__YOUR OBJECTIVE__
Please reproduce the rows character for character, starting at the first line and continuing through the line containing "548), (612, 509)]", including that line.

__DATASET EXTRACT__
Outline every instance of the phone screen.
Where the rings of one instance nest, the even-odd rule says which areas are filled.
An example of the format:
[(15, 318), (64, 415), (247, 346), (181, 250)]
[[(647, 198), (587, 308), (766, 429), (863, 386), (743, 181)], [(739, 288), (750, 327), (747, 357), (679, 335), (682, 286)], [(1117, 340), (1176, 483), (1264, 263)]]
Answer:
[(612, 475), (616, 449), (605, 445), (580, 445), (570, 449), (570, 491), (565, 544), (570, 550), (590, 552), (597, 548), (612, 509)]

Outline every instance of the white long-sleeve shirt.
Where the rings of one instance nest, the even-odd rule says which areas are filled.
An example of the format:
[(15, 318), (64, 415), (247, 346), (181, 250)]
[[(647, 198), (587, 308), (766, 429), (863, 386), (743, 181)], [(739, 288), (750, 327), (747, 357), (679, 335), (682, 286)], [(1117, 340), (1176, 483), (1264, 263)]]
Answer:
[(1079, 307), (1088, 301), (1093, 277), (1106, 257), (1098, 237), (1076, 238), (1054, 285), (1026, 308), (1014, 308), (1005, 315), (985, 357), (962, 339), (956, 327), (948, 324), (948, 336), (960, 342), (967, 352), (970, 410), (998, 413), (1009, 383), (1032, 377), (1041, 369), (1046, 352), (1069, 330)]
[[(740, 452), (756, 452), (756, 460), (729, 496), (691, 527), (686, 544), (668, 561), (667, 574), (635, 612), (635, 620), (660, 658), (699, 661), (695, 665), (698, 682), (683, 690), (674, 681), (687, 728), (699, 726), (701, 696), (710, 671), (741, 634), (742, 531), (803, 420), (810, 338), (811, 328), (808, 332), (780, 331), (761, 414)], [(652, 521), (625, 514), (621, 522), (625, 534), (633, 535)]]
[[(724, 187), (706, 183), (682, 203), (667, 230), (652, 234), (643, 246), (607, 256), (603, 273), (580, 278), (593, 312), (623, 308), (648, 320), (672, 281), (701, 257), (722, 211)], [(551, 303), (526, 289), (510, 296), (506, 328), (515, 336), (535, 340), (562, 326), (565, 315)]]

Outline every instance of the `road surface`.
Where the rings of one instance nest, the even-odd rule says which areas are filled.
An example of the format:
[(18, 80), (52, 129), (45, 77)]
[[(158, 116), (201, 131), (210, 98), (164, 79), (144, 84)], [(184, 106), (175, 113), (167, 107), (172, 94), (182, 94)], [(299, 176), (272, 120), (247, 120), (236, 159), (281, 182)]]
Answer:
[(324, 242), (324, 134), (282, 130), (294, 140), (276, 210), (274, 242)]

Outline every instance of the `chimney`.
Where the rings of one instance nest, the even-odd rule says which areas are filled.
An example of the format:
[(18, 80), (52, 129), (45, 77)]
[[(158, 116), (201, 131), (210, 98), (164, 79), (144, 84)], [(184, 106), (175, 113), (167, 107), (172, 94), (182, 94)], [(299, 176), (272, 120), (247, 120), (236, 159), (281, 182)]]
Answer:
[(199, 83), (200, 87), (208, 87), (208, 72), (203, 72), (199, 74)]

__EXERCISE ANSWER__
Outline every instance of the phone screen.
Where the rings of one instance nest, the even-odd rule says which areas are filled.
An example of the format:
[(15, 318), (64, 415), (247, 346), (181, 250)]
[[(647, 198), (587, 308), (766, 429), (863, 386), (743, 181)], [(739, 288), (750, 327), (747, 357), (679, 335), (682, 286)], [(1117, 340), (1176, 483), (1264, 263)]]
Answer:
[(612, 475), (616, 449), (605, 445), (580, 445), (570, 449), (570, 491), (565, 544), (570, 550), (590, 552), (597, 548), (612, 509)]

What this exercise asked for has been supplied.